▶ [Text]:
--- START ---

Cell cycle visualization for single-cell RNAseq data

In this jupyter notebook we propose a short example for the application of stabilized-ica to single-cell RNAseq data. We will use the complementary package sica-omics which provides a toolbox to apply stabilized-ica on omics data. In particular, it proposes the function sicaomics.singlecell.ica which mimics scanpy.pp.pca and allows the user to apply our stabilized ICA approach on annotated data (i.e anndata). In this notebook we study the extraction of the cell cyle from single-cell RNA-seq data.

Note : here we simply carry out a very basic analysis of cell cyle to illustrate the sicaomics.singlecell.ica function. Many more complex and relevant analyses could be perform and we advise interested readers to refer to the package scycle or the notebook of Andrei Zinovyev Cell_Cycle_gene_dynamics_visualization.

[1]:
%load_ext autoreload
%autoreload 2

import anndata
import matplotlib.pyplot as plt
import numpy as np
import pandas as pd
import random
import scanpy as sc
import seaborn as sns
import time

0. Load the data set

You can download the data from this link (in .h5ad format). This data set comes from an Ewing-sarcoma cell line named CHLA9 and purchased from the Children Oncology’s Group (COG) for a study led by Millet et al. [1].

[2]:
adata = sc.read_h5ad('data/CHLA9.h5ad')
[3]:
adata
[3]:
AnnData object with n_obs × n_vars = 5061 × 60662
    obs: 'TotalUMIs'
    var: 'Accession', 'AccessionVersion', 'Aliases', 'CcdsID', 'Chromosome', 'ChromosomeEnd', 'ChromosomeStart', 'CosmicID', 'DnaBindingDomain', 'FullName', 'GeneType', 'HgncID', 'IsTF', 'Location', 'LocationSortable', 'LocusGroup', 'LocusType', 'MgdID', 'MirBaseID', 'OmimID', 'PubmedID', 'RefseqID', 'RgdID', 'UcscID', 'UniprotID', 'VegaID'
    layers: 'matrix', 'spliced', 'unspliced'

1. Basic pre-processing for single-cell data

Here we apply basic pre-processing operations. We follow a tutorial of scanpy that can be found here (this tutorial itself is based on another tutorial Analyzing single-cell RNA-seq data containing read counts - Lun *et al* 2018).

--- END ---

▶ [Exercise set]:
• a. Name every module that the cell cycle notebook imports in its first code cell.
• b. Write the next part of the cell cycle notebook, starting right after its last sentence.

(Source records)

--- START ---

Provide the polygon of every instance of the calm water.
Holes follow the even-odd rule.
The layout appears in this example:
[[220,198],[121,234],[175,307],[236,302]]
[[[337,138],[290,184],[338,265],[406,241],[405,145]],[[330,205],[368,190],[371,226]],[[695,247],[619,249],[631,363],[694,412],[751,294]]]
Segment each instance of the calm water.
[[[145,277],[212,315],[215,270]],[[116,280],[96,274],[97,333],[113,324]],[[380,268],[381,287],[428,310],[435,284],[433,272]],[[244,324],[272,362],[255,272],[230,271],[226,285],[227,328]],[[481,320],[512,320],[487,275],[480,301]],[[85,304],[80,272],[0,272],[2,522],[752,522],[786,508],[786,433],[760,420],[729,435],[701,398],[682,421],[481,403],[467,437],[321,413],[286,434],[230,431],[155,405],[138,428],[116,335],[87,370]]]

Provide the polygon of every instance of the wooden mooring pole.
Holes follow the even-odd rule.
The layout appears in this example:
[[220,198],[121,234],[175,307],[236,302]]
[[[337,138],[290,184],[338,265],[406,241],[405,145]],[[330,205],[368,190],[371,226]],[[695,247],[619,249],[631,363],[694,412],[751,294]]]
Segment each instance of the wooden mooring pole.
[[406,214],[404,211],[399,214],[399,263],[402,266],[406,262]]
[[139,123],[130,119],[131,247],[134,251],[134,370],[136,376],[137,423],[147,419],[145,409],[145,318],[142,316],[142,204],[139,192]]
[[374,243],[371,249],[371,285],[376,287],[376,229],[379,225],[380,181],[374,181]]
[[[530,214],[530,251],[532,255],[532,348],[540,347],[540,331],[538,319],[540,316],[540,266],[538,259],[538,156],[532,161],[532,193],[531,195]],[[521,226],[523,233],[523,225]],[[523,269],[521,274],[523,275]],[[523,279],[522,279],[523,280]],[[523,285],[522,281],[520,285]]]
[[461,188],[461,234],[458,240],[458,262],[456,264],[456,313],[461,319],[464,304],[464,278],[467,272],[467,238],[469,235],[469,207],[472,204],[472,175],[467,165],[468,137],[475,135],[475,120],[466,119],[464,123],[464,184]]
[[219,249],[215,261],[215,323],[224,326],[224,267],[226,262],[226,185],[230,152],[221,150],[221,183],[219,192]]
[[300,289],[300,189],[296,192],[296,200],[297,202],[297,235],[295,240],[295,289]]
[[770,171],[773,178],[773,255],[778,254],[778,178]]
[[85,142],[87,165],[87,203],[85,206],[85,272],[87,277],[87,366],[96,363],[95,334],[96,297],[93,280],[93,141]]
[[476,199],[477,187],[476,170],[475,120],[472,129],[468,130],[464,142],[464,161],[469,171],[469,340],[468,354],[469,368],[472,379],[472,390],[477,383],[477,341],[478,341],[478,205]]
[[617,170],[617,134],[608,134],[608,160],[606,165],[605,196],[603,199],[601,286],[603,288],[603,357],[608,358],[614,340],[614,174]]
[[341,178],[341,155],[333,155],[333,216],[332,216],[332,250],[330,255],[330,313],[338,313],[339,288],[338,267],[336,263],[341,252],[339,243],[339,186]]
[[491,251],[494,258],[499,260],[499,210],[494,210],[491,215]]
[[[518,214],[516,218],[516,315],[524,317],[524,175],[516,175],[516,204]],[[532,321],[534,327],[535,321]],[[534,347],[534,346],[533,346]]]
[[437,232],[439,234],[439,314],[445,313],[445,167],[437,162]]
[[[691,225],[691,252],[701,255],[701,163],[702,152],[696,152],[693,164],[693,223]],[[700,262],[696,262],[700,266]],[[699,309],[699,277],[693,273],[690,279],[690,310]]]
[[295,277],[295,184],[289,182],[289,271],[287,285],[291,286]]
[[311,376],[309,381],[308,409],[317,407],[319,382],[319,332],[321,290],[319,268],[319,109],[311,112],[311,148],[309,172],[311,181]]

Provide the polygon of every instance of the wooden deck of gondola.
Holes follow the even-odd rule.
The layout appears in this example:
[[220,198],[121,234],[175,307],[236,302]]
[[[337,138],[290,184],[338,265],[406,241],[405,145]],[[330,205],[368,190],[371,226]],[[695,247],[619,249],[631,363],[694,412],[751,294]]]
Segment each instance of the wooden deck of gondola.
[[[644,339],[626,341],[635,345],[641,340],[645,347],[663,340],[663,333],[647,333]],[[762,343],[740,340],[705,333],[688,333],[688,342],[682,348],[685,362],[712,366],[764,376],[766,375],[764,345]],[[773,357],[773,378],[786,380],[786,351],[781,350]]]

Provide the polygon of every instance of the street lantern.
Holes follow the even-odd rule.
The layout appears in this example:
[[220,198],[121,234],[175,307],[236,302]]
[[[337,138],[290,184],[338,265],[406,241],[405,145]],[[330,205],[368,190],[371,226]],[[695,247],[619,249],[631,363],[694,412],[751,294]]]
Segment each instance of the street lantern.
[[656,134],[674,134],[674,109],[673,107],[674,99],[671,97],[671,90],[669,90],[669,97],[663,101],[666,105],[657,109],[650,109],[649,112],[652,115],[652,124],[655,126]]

--- END ---

▶ [Task results]:
• a. anndata, matplotlib.pyplot, numpy, pandas, random, scanpy, seaborn, time

• b.
Note: The following pre-processing is one of the simplest for single-cell data. Many more complex methods have been proposed and the choice of an efficient pre-processing protocol for removing technical biases has not reached any consensus yet. Here we just want to keep things simple.

[4]:
sc.pp.filter_cells(adata, min_genes=200)
sc.pp.filter_genes(adata, min_cells=3)

We want to remove low quality cells in order to limit the influence of technical effects. To do so, we use several basic metrics: - total number of counts across all genes - a too low total counts may indicate that RNA has not been efficiently captured. - number of genes expressed in the counts matrix - a too low number of expressed genes may indicate that the diverse transcript population has not been successfully captured. - percentage of counts in mitochondrial genes - a high percentage may be indicative of poor-quality cells, possibly because of loss of cytoplasmic RNA from perforated cells.

In the following, we first plot the distribution of each metric with violin plots and then visually select relevant thresholds to filter out low quality cells.

[5]:
adata.var['mt'] = adata.var_names.str.startswith('MT-')  #annotate the group of mitochondrial genes as 'mt'
sc.pp.calculate_qc_metrics(adata, qc_vars=['mt'], percent_top=None, log1p=False, inplace=True)
sc.pl.violin(adata, ['n_genes_by_counts', 'total_counts', 'pct_counts_mt'], jitter=0.4, multi_panel=True)
../_images/_examples_cell_cycle_ICA_8_0.png
[6]:
adata = adata[adata.obs.n_genes_by_counts > 5000, :]
adata = adata[adata.obs.n_genes_by_counts  < 9000, :]
adata = adata[adata.obs.pct_counts_mt < 15, :]

We then apply two different transformations : - Normalization of every cell by the total counts over all genes - it aims to eliminate the cell-specific biases that may come with differences in capture, reverse transcription and sequencing efficiency of mRNA between cells. - Log2(1 + x) transformation - in particular, it ensures that high-abundance genes with large variances do not dominate downstream analyses.

[7]:
sc.pp.normalize_total(adata, target_sum=1e4)
sc.pp.log1p(adata)
C:\Users\ncaptier\anaconda3\envs\sica_env\lib\site-packages\scanpy\preprocessing\_normalization.py:170: UserWarning: Received a view of an AnnData. Making a copy.
  view_to_actual(adata)

Finally we want to reduce the dimension by keeping only the most variable genes. This assumes that genuine biological differences will manifest as increased variation in the affected genes, compared to other genes that are only affected by technical noise or a baseline level of “uninteresting” biological variation.

[8]:
sc.pp.highly_variable_genes(adata, n_top_genes = 10000)
adata = adata[:, adata.var.highly_variable]
[9]:
# Conversion from sparse adata.X to dense adata.X using only 10 000 top highly variable genes
XX2 = adata.X.toarray()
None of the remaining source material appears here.